What you should do —
Return the rows below unchanged, from the line containing "Question. For every instance of the air" through the end of the rows, including both ends.

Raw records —
——————————

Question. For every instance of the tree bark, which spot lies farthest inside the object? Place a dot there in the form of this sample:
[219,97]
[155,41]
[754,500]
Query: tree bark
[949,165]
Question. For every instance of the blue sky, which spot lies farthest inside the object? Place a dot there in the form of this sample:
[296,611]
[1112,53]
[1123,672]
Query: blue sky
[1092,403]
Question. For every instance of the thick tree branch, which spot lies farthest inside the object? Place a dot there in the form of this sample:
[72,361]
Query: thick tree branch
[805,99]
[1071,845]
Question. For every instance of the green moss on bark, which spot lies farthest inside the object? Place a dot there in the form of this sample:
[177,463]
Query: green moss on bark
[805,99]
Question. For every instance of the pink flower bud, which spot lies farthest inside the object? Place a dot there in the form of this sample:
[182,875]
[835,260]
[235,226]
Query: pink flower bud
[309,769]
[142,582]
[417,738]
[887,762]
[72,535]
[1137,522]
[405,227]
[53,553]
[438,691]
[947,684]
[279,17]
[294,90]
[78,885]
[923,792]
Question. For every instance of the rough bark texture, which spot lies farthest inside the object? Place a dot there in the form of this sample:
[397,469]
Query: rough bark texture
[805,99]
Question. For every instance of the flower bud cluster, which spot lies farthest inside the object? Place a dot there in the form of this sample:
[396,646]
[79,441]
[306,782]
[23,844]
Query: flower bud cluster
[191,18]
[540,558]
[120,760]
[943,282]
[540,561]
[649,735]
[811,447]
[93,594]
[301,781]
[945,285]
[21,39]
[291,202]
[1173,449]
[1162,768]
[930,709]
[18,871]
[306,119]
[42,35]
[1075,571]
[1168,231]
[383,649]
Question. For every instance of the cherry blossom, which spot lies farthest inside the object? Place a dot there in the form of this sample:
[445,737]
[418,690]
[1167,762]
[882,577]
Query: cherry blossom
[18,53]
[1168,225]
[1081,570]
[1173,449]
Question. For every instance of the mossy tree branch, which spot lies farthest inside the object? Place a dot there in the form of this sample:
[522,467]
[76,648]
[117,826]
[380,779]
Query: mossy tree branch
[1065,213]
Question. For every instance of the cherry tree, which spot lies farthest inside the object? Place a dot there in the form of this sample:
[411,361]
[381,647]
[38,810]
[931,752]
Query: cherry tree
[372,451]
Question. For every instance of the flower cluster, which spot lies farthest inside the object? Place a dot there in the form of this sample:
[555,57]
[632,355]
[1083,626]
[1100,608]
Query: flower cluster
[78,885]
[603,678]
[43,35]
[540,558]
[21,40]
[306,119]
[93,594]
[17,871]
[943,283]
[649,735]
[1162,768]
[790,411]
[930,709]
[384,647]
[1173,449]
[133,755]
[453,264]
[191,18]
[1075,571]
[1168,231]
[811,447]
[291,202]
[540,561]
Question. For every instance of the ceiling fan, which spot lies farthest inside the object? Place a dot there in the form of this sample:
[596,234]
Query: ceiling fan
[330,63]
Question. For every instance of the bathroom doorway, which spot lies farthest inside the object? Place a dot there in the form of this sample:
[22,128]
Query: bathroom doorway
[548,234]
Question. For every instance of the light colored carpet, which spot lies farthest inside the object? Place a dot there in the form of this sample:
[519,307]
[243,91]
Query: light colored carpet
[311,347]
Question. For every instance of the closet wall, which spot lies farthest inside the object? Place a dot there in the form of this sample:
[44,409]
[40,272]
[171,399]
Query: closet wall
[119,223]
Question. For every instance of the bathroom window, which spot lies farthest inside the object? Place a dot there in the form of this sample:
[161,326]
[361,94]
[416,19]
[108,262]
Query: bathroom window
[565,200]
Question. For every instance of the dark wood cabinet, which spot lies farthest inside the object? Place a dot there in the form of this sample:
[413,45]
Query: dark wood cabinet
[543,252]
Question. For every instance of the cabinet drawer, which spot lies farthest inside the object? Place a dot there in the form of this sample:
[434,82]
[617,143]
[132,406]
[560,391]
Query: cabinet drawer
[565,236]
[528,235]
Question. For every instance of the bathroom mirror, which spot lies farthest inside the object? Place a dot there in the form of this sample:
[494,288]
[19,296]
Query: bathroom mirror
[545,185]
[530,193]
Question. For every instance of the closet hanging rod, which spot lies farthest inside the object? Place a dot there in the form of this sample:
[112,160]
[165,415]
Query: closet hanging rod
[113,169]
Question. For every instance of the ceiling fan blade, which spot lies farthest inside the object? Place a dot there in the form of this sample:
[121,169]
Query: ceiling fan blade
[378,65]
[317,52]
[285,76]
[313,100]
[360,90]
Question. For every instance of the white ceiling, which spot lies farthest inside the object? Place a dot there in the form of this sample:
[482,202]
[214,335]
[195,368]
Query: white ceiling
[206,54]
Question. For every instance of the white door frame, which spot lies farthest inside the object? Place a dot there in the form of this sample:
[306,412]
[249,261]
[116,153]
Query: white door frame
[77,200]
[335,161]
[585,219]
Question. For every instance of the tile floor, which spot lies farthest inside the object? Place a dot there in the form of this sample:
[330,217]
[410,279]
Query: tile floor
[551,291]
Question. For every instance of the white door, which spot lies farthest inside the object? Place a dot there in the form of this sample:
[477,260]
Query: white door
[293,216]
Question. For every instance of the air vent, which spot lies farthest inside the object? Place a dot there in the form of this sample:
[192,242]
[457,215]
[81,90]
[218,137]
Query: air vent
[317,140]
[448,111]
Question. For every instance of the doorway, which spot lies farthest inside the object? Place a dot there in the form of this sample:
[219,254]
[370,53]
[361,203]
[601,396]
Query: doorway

——————————

Finished answer —
Question. For every instance of the air vent, which spot lies farthest inside the object? Place a dot there in the form of this sample:
[192,242]
[457,215]
[81,90]
[218,137]
Query: air vent
[317,140]
[448,111]
Question. For every instance of the doorway, which spot lies farthest inside the object? Place a dot there in the form of this sample:
[219,254]
[370,53]
[361,203]
[601,396]
Query: doorway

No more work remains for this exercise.